Required work:
Show every line of the material that follows in which the word "bicycle" occurs.

Material shown:

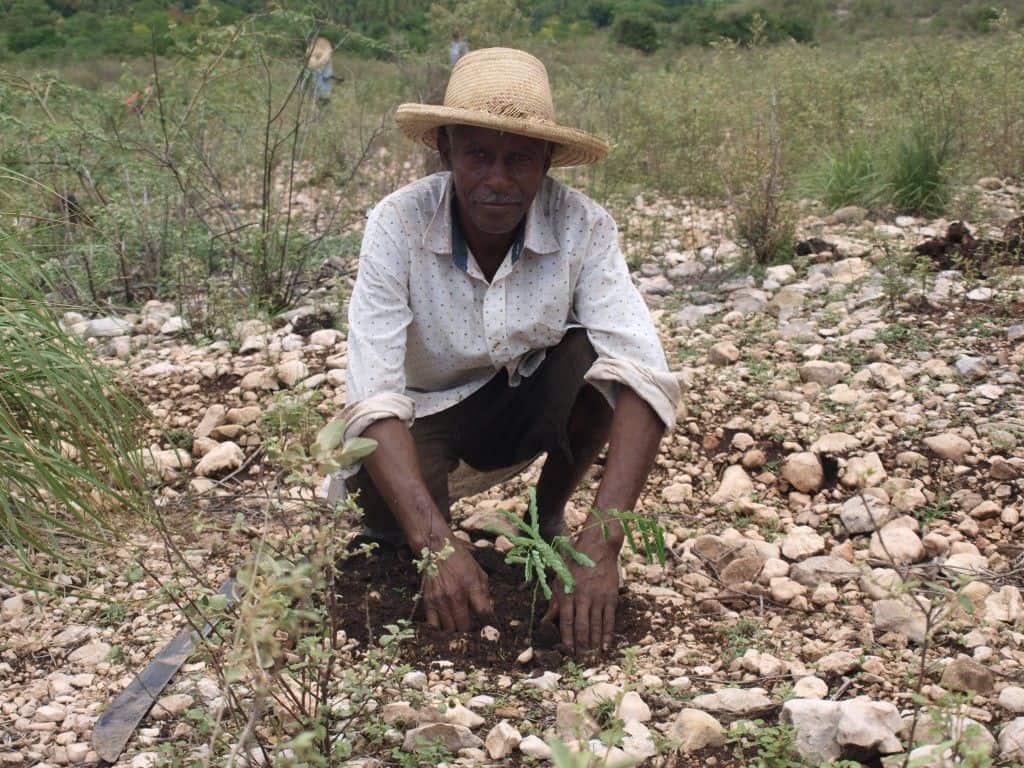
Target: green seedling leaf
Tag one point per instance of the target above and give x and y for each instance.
(329, 437)
(356, 449)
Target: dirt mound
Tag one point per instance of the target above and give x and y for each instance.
(961, 250)
(379, 591)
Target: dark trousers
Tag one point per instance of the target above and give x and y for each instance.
(498, 426)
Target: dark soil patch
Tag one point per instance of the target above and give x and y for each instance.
(378, 591)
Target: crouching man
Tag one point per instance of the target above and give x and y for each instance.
(494, 320)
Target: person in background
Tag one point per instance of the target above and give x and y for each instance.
(322, 68)
(458, 49)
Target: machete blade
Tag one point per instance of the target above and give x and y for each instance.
(118, 722)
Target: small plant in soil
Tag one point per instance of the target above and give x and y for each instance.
(539, 557)
(542, 559)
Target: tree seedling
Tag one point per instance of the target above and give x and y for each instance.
(539, 557)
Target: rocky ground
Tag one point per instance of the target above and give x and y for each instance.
(841, 500)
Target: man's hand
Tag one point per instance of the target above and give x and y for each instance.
(458, 589)
(587, 616)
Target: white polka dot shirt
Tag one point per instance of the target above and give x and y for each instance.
(426, 332)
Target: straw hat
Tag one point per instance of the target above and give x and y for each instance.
(320, 53)
(506, 90)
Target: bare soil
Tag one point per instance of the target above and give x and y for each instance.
(378, 591)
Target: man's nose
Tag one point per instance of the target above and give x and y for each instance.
(499, 179)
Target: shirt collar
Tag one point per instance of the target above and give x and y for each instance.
(540, 233)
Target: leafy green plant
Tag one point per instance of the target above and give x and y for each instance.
(738, 638)
(766, 745)
(541, 560)
(329, 453)
(636, 32)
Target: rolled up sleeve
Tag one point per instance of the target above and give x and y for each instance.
(378, 318)
(620, 327)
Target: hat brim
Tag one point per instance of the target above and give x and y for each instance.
(572, 146)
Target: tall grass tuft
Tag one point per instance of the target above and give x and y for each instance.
(921, 172)
(67, 432)
(850, 176)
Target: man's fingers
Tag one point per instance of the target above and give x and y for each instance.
(552, 612)
(565, 623)
(608, 625)
(479, 601)
(582, 625)
(460, 612)
(444, 609)
(596, 625)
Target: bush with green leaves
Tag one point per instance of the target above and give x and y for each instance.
(636, 32)
(68, 430)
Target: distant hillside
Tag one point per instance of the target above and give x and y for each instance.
(126, 28)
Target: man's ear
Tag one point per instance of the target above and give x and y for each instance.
(444, 147)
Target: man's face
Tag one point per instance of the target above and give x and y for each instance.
(496, 174)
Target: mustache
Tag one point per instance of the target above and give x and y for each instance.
(497, 199)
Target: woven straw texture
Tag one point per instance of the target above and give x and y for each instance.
(506, 90)
(320, 53)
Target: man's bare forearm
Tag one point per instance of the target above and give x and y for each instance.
(395, 471)
(636, 434)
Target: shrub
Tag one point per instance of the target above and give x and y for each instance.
(637, 32)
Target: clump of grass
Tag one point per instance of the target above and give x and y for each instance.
(921, 172)
(67, 431)
(850, 176)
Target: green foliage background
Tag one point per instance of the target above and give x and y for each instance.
(123, 28)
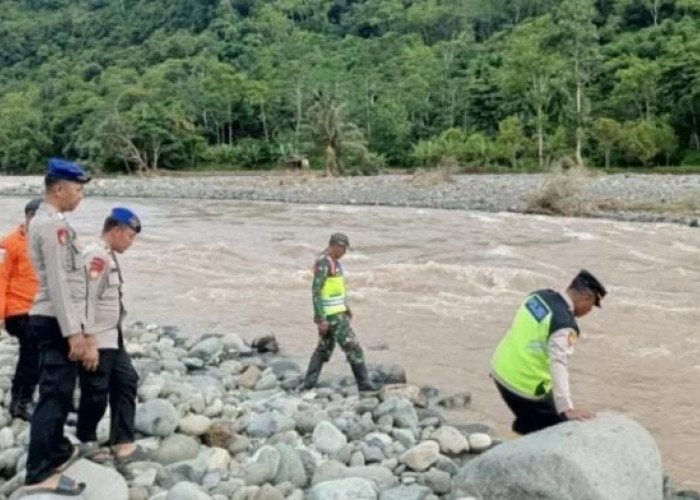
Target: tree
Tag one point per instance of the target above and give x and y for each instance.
(334, 137)
(511, 140)
(533, 72)
(640, 141)
(607, 133)
(577, 37)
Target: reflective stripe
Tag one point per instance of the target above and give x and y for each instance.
(333, 295)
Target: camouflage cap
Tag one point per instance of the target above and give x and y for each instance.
(339, 239)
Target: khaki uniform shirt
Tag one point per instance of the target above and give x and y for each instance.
(104, 310)
(59, 264)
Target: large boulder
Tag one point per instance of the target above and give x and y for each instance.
(608, 458)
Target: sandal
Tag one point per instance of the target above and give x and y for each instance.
(66, 487)
(71, 460)
(138, 455)
(95, 453)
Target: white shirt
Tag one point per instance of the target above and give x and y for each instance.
(561, 347)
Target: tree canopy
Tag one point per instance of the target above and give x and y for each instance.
(140, 85)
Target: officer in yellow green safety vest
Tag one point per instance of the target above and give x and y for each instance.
(530, 365)
(332, 316)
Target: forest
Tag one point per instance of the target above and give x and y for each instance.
(349, 86)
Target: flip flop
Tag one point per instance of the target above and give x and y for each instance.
(138, 455)
(71, 460)
(95, 453)
(66, 487)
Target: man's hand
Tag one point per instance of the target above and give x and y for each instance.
(92, 355)
(323, 328)
(574, 414)
(78, 346)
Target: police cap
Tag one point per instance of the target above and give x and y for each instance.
(339, 239)
(32, 206)
(585, 280)
(126, 217)
(66, 171)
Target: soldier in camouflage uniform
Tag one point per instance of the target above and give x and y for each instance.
(332, 316)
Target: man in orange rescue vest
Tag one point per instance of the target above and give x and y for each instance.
(18, 285)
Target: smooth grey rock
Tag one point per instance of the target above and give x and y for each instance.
(401, 410)
(438, 481)
(291, 468)
(479, 442)
(352, 488)
(102, 482)
(269, 492)
(328, 439)
(451, 441)
(608, 458)
(266, 424)
(194, 425)
(186, 491)
(157, 417)
(380, 476)
(422, 456)
(177, 448)
(250, 377)
(413, 492)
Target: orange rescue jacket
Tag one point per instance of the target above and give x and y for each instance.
(18, 281)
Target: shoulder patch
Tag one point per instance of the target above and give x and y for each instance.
(97, 266)
(537, 308)
(62, 235)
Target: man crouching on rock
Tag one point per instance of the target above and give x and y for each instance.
(530, 364)
(332, 317)
(115, 380)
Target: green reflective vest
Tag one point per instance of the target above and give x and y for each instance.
(334, 292)
(521, 360)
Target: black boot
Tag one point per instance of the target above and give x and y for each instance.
(364, 384)
(313, 372)
(22, 408)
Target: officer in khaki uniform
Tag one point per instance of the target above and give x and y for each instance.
(115, 380)
(332, 316)
(57, 326)
(530, 365)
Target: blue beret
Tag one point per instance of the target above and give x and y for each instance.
(126, 217)
(67, 171)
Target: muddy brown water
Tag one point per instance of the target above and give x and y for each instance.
(433, 290)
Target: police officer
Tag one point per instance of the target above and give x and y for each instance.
(530, 365)
(332, 316)
(57, 325)
(115, 379)
(18, 285)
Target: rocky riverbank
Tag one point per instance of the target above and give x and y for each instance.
(634, 197)
(223, 420)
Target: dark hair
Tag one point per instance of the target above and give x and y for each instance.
(110, 223)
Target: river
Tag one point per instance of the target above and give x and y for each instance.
(433, 290)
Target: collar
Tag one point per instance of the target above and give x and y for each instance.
(568, 301)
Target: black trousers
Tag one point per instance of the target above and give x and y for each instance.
(530, 416)
(27, 370)
(48, 446)
(115, 382)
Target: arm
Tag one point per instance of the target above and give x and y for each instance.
(561, 347)
(320, 275)
(5, 271)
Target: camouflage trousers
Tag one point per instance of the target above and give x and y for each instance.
(340, 332)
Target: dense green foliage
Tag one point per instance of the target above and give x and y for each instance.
(351, 84)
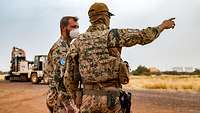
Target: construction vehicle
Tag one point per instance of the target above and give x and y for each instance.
(24, 70)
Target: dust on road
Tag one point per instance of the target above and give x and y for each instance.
(28, 98)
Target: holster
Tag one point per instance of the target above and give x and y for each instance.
(78, 99)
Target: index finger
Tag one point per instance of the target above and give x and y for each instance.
(172, 19)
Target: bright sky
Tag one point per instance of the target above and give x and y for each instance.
(33, 25)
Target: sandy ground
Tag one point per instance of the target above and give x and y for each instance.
(28, 98)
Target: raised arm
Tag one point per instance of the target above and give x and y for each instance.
(131, 37)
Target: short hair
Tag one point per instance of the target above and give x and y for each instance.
(64, 21)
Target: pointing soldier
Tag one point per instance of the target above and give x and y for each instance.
(99, 71)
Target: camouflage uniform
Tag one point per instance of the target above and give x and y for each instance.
(58, 99)
(99, 70)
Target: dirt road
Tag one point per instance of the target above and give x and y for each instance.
(28, 98)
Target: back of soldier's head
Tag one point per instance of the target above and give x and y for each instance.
(99, 12)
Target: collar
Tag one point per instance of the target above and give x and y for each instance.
(97, 27)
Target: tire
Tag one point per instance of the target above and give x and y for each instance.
(34, 78)
(24, 78)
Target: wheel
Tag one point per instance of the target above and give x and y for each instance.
(46, 80)
(24, 78)
(34, 78)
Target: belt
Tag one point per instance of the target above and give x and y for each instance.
(96, 86)
(101, 92)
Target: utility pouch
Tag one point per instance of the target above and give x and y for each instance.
(79, 96)
(125, 101)
(110, 100)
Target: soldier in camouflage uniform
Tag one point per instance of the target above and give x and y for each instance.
(100, 72)
(58, 99)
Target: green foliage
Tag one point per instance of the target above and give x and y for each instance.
(141, 70)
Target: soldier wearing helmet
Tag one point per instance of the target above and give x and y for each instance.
(99, 70)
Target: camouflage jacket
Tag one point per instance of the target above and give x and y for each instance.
(55, 67)
(91, 49)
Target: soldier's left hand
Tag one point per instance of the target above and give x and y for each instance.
(167, 24)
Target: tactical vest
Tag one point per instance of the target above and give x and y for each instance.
(95, 63)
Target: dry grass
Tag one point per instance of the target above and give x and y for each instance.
(181, 83)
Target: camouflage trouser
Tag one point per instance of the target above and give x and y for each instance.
(98, 104)
(58, 103)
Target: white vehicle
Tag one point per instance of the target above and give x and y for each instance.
(23, 70)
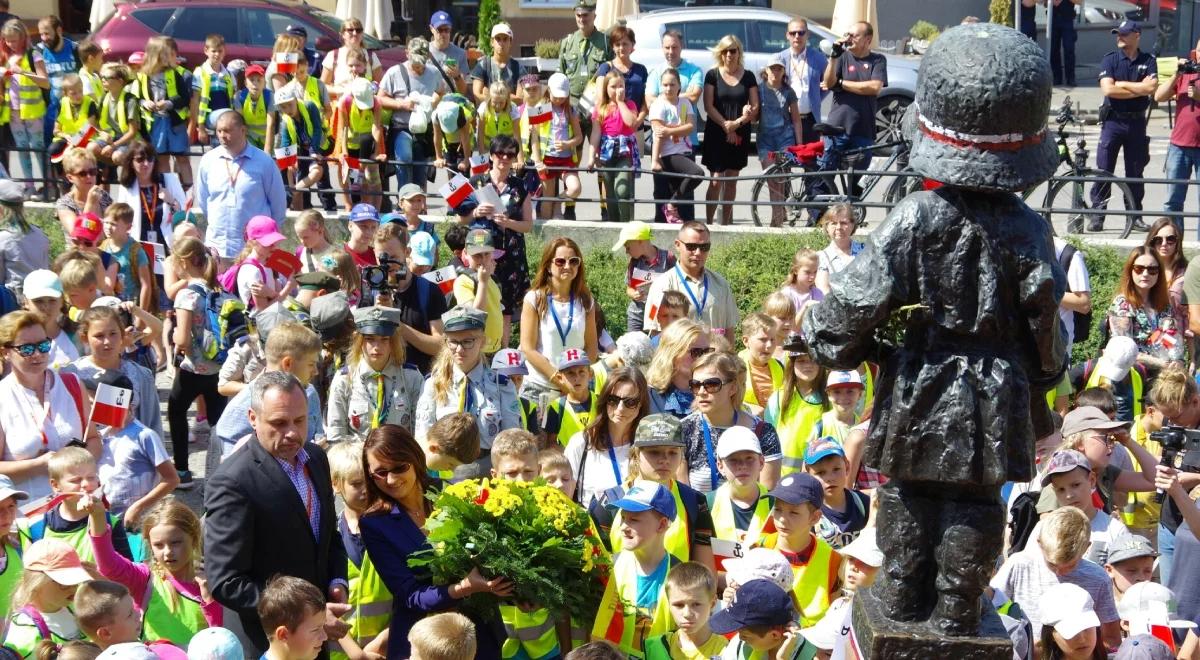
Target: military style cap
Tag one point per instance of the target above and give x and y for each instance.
(319, 280)
(463, 318)
(660, 430)
(377, 321)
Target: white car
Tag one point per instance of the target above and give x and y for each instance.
(763, 33)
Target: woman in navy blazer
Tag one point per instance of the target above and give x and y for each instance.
(393, 529)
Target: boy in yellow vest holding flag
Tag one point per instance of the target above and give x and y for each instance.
(798, 501)
(369, 597)
(635, 606)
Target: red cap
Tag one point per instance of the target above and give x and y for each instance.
(87, 227)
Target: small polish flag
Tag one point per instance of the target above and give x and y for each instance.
(286, 63)
(479, 163)
(443, 277)
(111, 405)
(456, 191)
(539, 114)
(286, 156)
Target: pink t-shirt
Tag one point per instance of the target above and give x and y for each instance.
(612, 123)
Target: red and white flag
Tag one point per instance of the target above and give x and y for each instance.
(111, 405)
(539, 114)
(443, 277)
(286, 63)
(286, 156)
(456, 191)
(479, 163)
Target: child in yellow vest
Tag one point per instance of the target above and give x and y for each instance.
(796, 408)
(369, 598)
(815, 565)
(634, 606)
(571, 413)
(691, 594)
(765, 375)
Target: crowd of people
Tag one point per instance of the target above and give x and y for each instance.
(340, 383)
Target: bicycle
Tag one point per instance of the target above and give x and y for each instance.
(1067, 201)
(790, 181)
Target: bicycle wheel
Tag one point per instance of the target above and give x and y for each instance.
(779, 184)
(1069, 208)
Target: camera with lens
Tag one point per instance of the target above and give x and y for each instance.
(385, 276)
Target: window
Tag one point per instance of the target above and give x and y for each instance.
(197, 23)
(156, 18)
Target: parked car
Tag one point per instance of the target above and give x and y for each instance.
(763, 33)
(249, 27)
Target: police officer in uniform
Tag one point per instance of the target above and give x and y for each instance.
(376, 387)
(1128, 77)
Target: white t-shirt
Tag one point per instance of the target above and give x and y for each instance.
(671, 115)
(550, 341)
(1077, 281)
(597, 472)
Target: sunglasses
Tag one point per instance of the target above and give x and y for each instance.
(631, 402)
(711, 385)
(382, 474)
(28, 349)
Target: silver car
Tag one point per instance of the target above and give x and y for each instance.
(763, 33)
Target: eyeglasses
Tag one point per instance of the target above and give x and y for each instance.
(465, 345)
(699, 352)
(383, 474)
(711, 385)
(28, 349)
(630, 402)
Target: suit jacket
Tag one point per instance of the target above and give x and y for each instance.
(256, 527)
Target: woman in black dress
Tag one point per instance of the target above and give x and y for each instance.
(731, 102)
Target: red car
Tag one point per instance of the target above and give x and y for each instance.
(250, 28)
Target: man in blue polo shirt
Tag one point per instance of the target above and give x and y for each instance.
(1128, 77)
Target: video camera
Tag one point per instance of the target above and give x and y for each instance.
(385, 276)
(1177, 441)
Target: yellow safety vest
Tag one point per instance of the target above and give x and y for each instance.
(71, 121)
(724, 523)
(529, 635)
(618, 621)
(1093, 381)
(777, 378)
(678, 538)
(29, 96)
(795, 426)
(810, 582)
(371, 601)
(205, 75)
(171, 78)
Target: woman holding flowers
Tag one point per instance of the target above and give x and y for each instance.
(394, 529)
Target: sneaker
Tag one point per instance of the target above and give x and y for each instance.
(185, 481)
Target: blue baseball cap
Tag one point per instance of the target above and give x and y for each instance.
(364, 213)
(822, 448)
(799, 489)
(647, 496)
(756, 603)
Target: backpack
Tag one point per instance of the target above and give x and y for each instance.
(1023, 516)
(1083, 322)
(225, 322)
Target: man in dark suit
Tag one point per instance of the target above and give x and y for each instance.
(270, 510)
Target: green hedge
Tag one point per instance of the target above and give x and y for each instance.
(754, 267)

Exercise response:
Target: bicycle
Target: bicycle wheel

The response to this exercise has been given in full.